> **Your assignment**: Output the records that follow, with every character intact.
>>
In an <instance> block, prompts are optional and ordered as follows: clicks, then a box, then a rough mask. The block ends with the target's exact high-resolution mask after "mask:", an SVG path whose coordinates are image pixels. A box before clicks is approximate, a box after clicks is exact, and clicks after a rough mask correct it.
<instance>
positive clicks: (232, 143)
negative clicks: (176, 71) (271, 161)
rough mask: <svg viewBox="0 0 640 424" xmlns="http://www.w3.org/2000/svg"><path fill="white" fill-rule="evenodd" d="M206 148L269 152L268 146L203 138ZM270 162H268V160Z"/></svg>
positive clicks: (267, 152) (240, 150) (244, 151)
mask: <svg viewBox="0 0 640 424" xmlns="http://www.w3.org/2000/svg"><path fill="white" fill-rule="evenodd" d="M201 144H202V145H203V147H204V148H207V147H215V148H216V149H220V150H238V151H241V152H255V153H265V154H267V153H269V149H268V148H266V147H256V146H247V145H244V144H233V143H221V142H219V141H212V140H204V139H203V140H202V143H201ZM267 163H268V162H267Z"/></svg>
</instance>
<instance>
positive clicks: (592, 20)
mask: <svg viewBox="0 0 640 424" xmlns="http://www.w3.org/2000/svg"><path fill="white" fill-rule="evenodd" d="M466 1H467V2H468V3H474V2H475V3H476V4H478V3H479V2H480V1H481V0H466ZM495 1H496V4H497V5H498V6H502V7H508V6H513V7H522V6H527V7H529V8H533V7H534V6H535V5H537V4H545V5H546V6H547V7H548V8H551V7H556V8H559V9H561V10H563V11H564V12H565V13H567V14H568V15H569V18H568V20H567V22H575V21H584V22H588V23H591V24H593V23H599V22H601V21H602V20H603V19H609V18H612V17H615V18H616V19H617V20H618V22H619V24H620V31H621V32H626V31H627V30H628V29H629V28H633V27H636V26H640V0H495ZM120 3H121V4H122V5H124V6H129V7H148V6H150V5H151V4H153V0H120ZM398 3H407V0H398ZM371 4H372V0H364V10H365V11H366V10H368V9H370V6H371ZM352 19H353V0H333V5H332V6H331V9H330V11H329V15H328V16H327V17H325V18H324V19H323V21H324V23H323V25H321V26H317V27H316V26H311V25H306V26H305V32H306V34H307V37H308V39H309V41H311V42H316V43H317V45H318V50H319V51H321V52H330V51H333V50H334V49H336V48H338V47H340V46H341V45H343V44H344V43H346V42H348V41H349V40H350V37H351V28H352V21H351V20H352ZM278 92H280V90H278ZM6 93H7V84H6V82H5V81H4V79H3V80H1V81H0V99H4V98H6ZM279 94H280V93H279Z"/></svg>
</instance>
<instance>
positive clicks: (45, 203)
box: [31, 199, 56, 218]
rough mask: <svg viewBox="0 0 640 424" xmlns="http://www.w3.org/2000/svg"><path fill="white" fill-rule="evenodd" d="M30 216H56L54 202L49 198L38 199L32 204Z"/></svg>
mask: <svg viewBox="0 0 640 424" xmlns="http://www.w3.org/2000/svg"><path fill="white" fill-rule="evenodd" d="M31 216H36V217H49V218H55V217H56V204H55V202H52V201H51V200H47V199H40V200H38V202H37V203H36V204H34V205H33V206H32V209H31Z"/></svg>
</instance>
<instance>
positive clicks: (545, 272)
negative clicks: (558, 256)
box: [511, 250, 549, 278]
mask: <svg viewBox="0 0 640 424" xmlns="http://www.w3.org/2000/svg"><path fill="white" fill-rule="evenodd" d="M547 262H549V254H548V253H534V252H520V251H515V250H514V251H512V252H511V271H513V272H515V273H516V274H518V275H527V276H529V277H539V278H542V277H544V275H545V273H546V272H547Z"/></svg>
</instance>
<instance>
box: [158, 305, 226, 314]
<<
> **Output for this task**:
In an <instance> block, prompts are optional and ordered as follows: clicks, then a box, then a rough mask. The block ends with the target's exact high-resolution mask after "mask:", an SVG path whose coordinates are image pixels. A box before clicks is approximate, a box after clicks is exact, and clicks after a rough mask correct it.
<instance>
positive clicks: (232, 143)
negative clicks: (176, 71) (271, 161)
rough mask: <svg viewBox="0 0 640 424" xmlns="http://www.w3.org/2000/svg"><path fill="white" fill-rule="evenodd" d="M206 148L269 152L268 146L203 138ZM270 162H268V160Z"/></svg>
positive clicks: (267, 152) (240, 150) (244, 151)
mask: <svg viewBox="0 0 640 424" xmlns="http://www.w3.org/2000/svg"><path fill="white" fill-rule="evenodd" d="M201 144H202V145H203V147H204V148H207V147H215V148H216V149H220V150H238V151H241V152H255V153H265V154H267V153H269V149H268V148H266V147H256V146H247V145H244V144H233V143H221V142H219V141H212V140H204V139H203V140H202V143H201ZM267 163H268V162H267Z"/></svg>
</instance>
<instance>
positive clicks: (592, 20)
mask: <svg viewBox="0 0 640 424" xmlns="http://www.w3.org/2000/svg"><path fill="white" fill-rule="evenodd" d="M466 1H467V2H468V3H474V2H475V3H476V4H478V3H479V2H480V1H481V0H466ZM495 1H496V4H497V5H498V6H502V7H508V6H513V7H522V6H527V7H529V8H533V7H534V6H535V5H537V4H545V5H546V6H547V7H548V8H551V7H556V8H559V9H561V10H563V11H564V12H565V13H567V14H568V15H569V18H568V20H567V22H575V21H584V22H588V23H591V24H593V23H599V22H601V21H602V20H603V19H609V18H612V17H615V18H616V19H617V20H618V22H619V24H620V31H621V32H626V31H627V30H628V29H629V28H633V27H636V26H640V0H495ZM120 3H121V4H122V5H124V6H129V7H148V6H150V5H151V4H153V0H120ZM398 3H407V0H398ZM371 4H372V0H364V10H365V11H366V10H368V9H370V6H371ZM352 19H353V0H333V5H332V6H331V9H330V11H329V15H328V16H327V17H325V18H324V19H323V21H324V23H323V25H321V26H317V27H316V26H311V25H306V26H305V32H306V34H307V37H308V39H309V41H311V42H316V43H317V45H318V50H319V51H321V52H330V51H333V50H334V49H336V48H338V47H340V46H341V45H343V44H344V43H346V42H348V41H349V40H350V37H351V28H352V21H351V20H352ZM278 92H280V90H278ZM6 93H7V84H6V82H5V81H4V79H3V80H1V81H0V99H4V98H6ZM279 94H280V93H279Z"/></svg>
</instance>
<instance>
positive clicks: (45, 203)
box: [31, 199, 56, 218]
rough mask: <svg viewBox="0 0 640 424" xmlns="http://www.w3.org/2000/svg"><path fill="white" fill-rule="evenodd" d="M30 216H56L54 202L49 198L38 199L32 204Z"/></svg>
mask: <svg viewBox="0 0 640 424" xmlns="http://www.w3.org/2000/svg"><path fill="white" fill-rule="evenodd" d="M31 216H36V217H49V218H55V217H56V204H55V202H52V201H51V200H47V199H40V200H38V202H37V203H36V204H34V205H33V206H32V209H31Z"/></svg>
</instance>
<instance>
positive clicks: (545, 272)
negative clicks: (558, 256)
box: [511, 250, 549, 278]
mask: <svg viewBox="0 0 640 424" xmlns="http://www.w3.org/2000/svg"><path fill="white" fill-rule="evenodd" d="M547 262H549V254H548V253H534V252H520V251H515V250H514V251H512V252H511V271H513V272H515V273H516V274H518V275H527V276H529V277H539V278H542V277H544V275H545V273H546V272H547Z"/></svg>
</instance>
<instance>
box: [158, 305, 226, 314]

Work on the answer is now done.